[Énoncé écrit 1] Reproduisez à l'identique, dans le texte sur la climatisation, tout ce qui va de « Autre problème, on » jusqu'à « à augmenter [3]. ».
[Énoncé écrit 2]
Répondez brièvement à ces questions sur le texte sur la climatisation :
(a) Quelle part des émissions de gaz à effet de serre imputables à l'électricité en France est attribuée aux climatiseurs ?
(b) De combien l'utilisation systématique de la climatisation en ville fait-elle augmenter la température moyenne des villes la nuit ?
(c) D'après l'Agence internationale de l'énergie, quelle part de la consommation totale d'électricité mondiale la climatisation représente-t-elle ?

[Extrait]
———

Les climatiseurs fonctionnent sur le principe d’une pompe à chaleur (PAC), c’est-à-dire qu’ils utilisent un fluide, dit frigorigène*, qui subit des cycles de changement de pression et température afin de transporter la chaleur d’un bout à l’autre du dispositif. Les PAC de chauffage et le frigidaire sont d'ailleurs des machines qui fonctionnent sur le même principe. On estime que les climatiseurs contribuent à environ 5% des émissions de gaz à effets de serre (GES) imputables à l’électricité en France, soit 0.9 million de tonnes de CO2e* par an [1]. Cela est dû à l’électricité qu’ils consomment, surtout dans le cas des climatiseurs mobiles qui consomment plus de deux fois plus que les PAC, mais aussi au fluide frigorigène à l’intérieur. Ce liquide a la propriété de facilement capter la chaleur pour la transporter, mais cela va aussi de pair avec le fait que les fluides frigorigènes classiques ont un pouvoir de réchauffement près de 1000 fois plus élevé que celui du CO2. Cela en fait donc de gros contributeurs à l’effet de serre mais ils sont heureusement beaucoup moins libérés dans l’atmosphère. Au cours de la vie de votre appareil, en cas d’entretien irrégulier, ou en cas de mauvaise manipulation lors de la mise hors d’usage, des fuites de ce fluide peuvent s’avérer dramatiques pour l'environnement et sont en réalité une plus grande source d’émission de GES que la consommation électrique de l’appareil.

Autre problème, on estime que l’utilisation systématique de la climatisation en ville pendant les périodes de fortes chaleurs contribue à faire augmenter la température moyenne des villes de 1°C la nuit, à cause du rejet d’air chaud vers l’extérieur [2]. Par ailleurs, à l’échelle mondiale, la climatisation représente 10% de la consommation totale d’électricité d’après l’agence internationale de l'Énergie (AIE). De plus, les scientifiques estiment que ce nombre est voué à augmenter [3].

———

[Liste]

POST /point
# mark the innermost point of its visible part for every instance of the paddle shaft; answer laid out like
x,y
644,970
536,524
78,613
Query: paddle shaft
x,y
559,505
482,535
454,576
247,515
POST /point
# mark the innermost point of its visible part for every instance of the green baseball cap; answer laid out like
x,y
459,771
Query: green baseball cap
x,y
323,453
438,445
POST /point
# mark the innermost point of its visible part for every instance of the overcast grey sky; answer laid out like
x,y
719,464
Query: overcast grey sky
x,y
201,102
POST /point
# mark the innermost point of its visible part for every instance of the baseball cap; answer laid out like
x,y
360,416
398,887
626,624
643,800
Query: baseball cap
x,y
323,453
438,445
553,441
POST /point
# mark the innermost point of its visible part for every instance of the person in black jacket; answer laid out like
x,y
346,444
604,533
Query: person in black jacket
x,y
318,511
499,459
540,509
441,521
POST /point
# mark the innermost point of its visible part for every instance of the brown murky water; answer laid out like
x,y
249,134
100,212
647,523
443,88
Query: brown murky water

———

[Réponse 1]
Autre problème, on estime que l’utilisation systématique de la climatisation en ville pendant les périodes de fortes chaleurs contribue à faire augmenter la température moyenne des villes de 1°C la nuit, à cause du rejet d’air chaud vers l’extérieur [2]. Par ailleurs, à l’échelle mondiale, la climatisation représente 10% de la consommation totale d’électricité d’après l’agence internationale de l'Énergie (AIE). De plus, les scientifiques estiment que ce nombre est voué à augmenter [3].

[Réponse 2]
(a) Environ 5 %, soit 0,9 million de tonnes de CO2e par an.
(b) De 1 °C.
(c) 10 %.